:: TASK MATERIAL

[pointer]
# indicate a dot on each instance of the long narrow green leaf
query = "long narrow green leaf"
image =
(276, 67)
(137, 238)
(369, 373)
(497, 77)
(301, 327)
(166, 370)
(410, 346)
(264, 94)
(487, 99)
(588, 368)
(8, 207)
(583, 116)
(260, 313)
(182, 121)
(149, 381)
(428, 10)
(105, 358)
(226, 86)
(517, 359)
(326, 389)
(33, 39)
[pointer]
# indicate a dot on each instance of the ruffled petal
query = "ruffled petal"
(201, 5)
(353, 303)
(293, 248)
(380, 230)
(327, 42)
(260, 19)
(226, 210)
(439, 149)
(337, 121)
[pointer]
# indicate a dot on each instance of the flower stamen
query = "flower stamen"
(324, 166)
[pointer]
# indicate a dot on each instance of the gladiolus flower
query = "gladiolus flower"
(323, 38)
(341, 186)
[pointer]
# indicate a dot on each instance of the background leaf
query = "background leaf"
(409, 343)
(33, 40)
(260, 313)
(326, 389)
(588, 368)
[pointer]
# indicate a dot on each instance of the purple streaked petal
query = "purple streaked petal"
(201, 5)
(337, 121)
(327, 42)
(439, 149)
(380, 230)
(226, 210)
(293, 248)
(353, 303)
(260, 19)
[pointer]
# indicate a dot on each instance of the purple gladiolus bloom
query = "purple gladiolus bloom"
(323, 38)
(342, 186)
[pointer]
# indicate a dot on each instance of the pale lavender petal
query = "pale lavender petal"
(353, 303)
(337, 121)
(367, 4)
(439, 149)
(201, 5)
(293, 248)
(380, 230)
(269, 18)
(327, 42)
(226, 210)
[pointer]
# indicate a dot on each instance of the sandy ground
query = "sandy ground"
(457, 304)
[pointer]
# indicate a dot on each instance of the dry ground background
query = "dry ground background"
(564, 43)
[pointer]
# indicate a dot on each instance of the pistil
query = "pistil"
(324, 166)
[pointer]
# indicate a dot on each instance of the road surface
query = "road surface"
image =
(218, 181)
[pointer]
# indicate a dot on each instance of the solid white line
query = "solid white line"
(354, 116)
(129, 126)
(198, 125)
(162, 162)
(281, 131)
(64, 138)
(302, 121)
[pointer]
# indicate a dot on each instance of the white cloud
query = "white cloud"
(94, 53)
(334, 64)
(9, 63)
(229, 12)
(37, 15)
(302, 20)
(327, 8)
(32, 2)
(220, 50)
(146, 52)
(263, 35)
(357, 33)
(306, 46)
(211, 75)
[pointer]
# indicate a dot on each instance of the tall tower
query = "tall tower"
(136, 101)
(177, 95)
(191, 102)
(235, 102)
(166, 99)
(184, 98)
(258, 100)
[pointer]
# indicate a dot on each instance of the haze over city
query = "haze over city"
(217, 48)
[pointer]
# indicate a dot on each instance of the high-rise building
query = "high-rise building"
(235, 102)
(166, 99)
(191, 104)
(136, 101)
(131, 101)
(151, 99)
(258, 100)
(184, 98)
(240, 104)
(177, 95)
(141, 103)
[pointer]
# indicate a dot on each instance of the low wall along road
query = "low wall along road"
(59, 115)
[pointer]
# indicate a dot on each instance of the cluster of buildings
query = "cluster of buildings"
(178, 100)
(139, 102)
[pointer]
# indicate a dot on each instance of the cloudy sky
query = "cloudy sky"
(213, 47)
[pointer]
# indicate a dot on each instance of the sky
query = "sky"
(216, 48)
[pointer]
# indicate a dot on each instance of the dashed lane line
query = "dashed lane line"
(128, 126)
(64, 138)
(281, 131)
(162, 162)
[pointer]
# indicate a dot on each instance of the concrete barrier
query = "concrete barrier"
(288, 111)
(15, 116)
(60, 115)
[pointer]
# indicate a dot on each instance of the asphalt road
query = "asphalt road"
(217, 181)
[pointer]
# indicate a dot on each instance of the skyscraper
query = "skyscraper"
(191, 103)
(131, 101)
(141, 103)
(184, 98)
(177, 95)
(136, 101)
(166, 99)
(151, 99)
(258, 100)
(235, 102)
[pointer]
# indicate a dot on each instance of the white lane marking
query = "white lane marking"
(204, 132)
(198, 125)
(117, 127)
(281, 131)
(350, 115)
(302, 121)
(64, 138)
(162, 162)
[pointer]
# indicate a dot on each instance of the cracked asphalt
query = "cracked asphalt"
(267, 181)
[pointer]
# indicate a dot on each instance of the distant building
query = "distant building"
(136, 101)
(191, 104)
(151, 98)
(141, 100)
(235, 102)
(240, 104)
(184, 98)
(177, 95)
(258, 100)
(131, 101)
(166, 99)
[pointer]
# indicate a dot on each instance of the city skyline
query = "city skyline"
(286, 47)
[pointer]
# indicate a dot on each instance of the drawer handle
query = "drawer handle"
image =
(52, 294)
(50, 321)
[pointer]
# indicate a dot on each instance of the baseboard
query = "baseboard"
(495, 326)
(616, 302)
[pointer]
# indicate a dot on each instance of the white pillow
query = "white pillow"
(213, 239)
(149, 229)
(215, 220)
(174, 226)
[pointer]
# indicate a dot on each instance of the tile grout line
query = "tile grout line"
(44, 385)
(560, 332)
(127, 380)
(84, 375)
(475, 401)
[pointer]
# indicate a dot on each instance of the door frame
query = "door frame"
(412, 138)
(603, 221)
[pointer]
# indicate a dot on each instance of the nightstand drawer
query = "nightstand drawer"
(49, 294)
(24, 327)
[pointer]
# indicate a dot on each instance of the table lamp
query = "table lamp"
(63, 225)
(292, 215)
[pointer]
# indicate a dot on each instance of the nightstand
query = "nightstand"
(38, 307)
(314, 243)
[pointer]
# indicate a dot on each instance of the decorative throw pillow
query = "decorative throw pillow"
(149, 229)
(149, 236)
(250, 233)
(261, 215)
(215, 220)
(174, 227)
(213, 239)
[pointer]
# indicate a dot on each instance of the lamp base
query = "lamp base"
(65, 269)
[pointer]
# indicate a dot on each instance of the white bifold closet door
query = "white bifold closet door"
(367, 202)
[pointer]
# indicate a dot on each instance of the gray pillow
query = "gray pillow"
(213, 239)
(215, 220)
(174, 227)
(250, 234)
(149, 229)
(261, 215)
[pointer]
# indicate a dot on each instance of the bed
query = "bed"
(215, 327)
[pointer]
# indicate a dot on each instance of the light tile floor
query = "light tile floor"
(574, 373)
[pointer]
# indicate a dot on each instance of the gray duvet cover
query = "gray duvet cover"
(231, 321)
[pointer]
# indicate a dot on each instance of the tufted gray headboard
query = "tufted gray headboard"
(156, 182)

::::

**YOUR GOAL**:
Quote all of the entries verbatim.

**SOLUTION TO THE PROBLEM**:
[pointer]
# indicate a dot on each instance of the long narrow green leaf
query = "long narrow green leaf"
image =
(276, 67)
(137, 238)
(369, 373)
(497, 77)
(301, 327)
(166, 370)
(410, 346)
(264, 94)
(487, 99)
(588, 368)
(8, 207)
(583, 116)
(260, 313)
(182, 121)
(149, 381)
(428, 10)
(105, 358)
(226, 86)
(517, 359)
(326, 389)
(33, 39)
[pointer]
# indicate a dot on each instance of the ruffled petal
query = "ruffled petal"
(201, 5)
(353, 303)
(293, 248)
(380, 230)
(327, 42)
(260, 19)
(226, 210)
(439, 149)
(337, 121)
[pointer]
# indicate a dot on each instance of the flower stamen
query = "flower stamen"
(324, 166)
[pointer]
# indicate a dot on each instance of the gladiolus flower
query = "gladiolus flower"
(323, 38)
(341, 186)
[pointer]
# indicate a dot on each instance of the background leaf
query = "background leaf"
(409, 343)
(33, 40)
(260, 313)
(326, 389)
(588, 368)
[pointer]
# indicate a dot on each instance of the purple streaked petal
query = "purple streaked petal"
(201, 5)
(337, 121)
(327, 42)
(439, 149)
(380, 230)
(226, 210)
(293, 248)
(353, 303)
(260, 19)
[pointer]
# indicate a dot on each instance of the purple gladiolus bloom
query = "purple gladiolus bloom"
(323, 38)
(342, 186)
[pointer]
# indicate a dot on each instance of the pale lavender petal
query = "pale lavender petal"
(353, 303)
(337, 121)
(367, 4)
(439, 149)
(201, 5)
(293, 248)
(380, 230)
(269, 18)
(327, 42)
(226, 210)
[pointer]
# indicate a dot on each instance of the sandy ground
query = "sandy ground"
(457, 304)
[pointer]
# indicate a dot on each instance of the dry ground background
query = "dry ground background"
(564, 43)
[pointer]
# indicate a dot on each instance of the pistil
query = "pistil"
(324, 166)
[pointer]
# indicate a dot on each instance of the road surface
query = "road surface"
image =
(218, 181)
[pointer]
# indicate a dot on each instance of the solid white line
query = "solid white line"
(354, 116)
(129, 126)
(198, 125)
(162, 162)
(281, 131)
(64, 138)
(302, 121)
[pointer]
# indicate a dot on each instance of the white cloud
query = "white cloud"
(94, 53)
(334, 64)
(9, 63)
(229, 12)
(37, 15)
(302, 20)
(327, 8)
(32, 2)
(220, 50)
(146, 52)
(263, 35)
(357, 33)
(306, 46)
(211, 75)
[pointer]
# indicate a dot on each instance of the tall tower
query = "tall tower"
(136, 101)
(177, 95)
(191, 102)
(235, 102)
(166, 99)
(184, 98)
(258, 100)
[pointer]
# indicate a dot on each instance of the haze over city
query = "haze over city"
(217, 48)
[pointer]
# indicate a dot on each instance of the high-rise building
query = "high-rise building"
(235, 102)
(166, 99)
(191, 104)
(136, 101)
(131, 101)
(151, 99)
(258, 100)
(184, 98)
(240, 104)
(177, 95)
(141, 103)
[pointer]
# indicate a dot on each instance of the low wall along road
query = "low wall along road"
(59, 115)
[pointer]
# indicate a dot on each instance of the cluster of buildings
query = "cluster of buildings"
(178, 100)
(139, 102)
[pointer]
# indicate a dot on each instance of the cloudy sky
query = "cloudy sky"
(213, 47)
[pointer]
# indicate a dot on each instance of the sky
query = "sky"
(216, 48)
[pointer]
# indicate a dot on each instance of the dashed lane line
query = "dashed lane line"
(128, 126)
(64, 138)
(281, 131)
(162, 162)
[pointer]
# indicate a dot on each instance of the concrete barrier
query = "concrete barrier"
(288, 111)
(15, 116)
(60, 115)
[pointer]
# indicate a dot on each instance of the asphalt road
query = "asphalt road"
(217, 181)
[pointer]
# indicate a dot on each instance of the skyscraper
query = "skyscraper"
(191, 103)
(131, 101)
(141, 103)
(184, 98)
(177, 95)
(136, 101)
(166, 99)
(151, 99)
(258, 100)
(235, 102)
[pointer]
# indicate a dot on each instance of the white lane marking
query = "white lane marking"
(204, 132)
(198, 125)
(117, 127)
(281, 131)
(350, 115)
(302, 121)
(64, 138)
(162, 162)
[pointer]
# indicate a dot on each instance of the cracked asphalt
query = "cracked asphalt"
(267, 181)
[pointer]
# indicate a dot on each instance of the distant building
query = "distant building"
(136, 101)
(191, 104)
(151, 98)
(141, 100)
(235, 102)
(240, 104)
(184, 98)
(177, 95)
(258, 100)
(131, 101)
(166, 99)
[pointer]
# indicate a dot on each instance of the city skyline
query = "city skyline"
(286, 47)
[pointer]
# indicate a dot on each instance of the drawer handle
query = "drawer handle"
image =
(52, 294)
(50, 321)
[pointer]
# indicate a dot on each instance of the baseboard
query = "baseboard"
(495, 326)
(616, 302)
[pointer]
# indicate a dot on each instance of the white pillow
query = "white pillow"
(213, 239)
(149, 229)
(215, 220)
(174, 226)
[pointer]
# indicate a dot on each instance of the tile grout line
query = "tile grout line"
(44, 385)
(560, 332)
(127, 380)
(84, 375)
(475, 401)
[pointer]
# indicate a dot on each instance of the door frame
query = "door frame"
(412, 138)
(603, 221)
[pointer]
# indicate a dot on each instance of the nightstand drawer
query = "nightstand drawer"
(49, 294)
(24, 327)
[pointer]
# indicate a dot on each instance of the table lamp
query = "table lamp"
(63, 225)
(292, 215)
[pointer]
# indicate a dot on each instance of the nightstand
query = "nightstand"
(38, 307)
(314, 243)
[pointer]
# indicate a dot on each instance of the decorative throw pillow
query = "decorative throw pillow"
(149, 229)
(149, 236)
(250, 233)
(261, 215)
(215, 220)
(174, 227)
(213, 239)
[pointer]
# indicate a dot on each instance of the lamp base
query = "lamp base"
(65, 269)
[pointer]
# indicate a dot on each instance of the white bifold closet door
query = "white bifold closet door"
(367, 202)
[pointer]
# indicate a dot on each instance of the gray pillow
query = "gray pillow"
(213, 239)
(215, 220)
(174, 227)
(250, 234)
(149, 229)
(261, 215)
[pointer]
# indicate a dot on each instance of the bed
query = "bed"
(215, 327)
[pointer]
# indicate a dot on each instance of the light tile floor
query = "light tile floor"
(574, 373)
[pointer]
# indicate a dot on each instance of the gray duvet cover
query = "gray duvet cover"
(231, 321)
[pointer]
# indicate a dot on each instance of the tufted gray headboard
query = "tufted gray headboard"
(156, 182)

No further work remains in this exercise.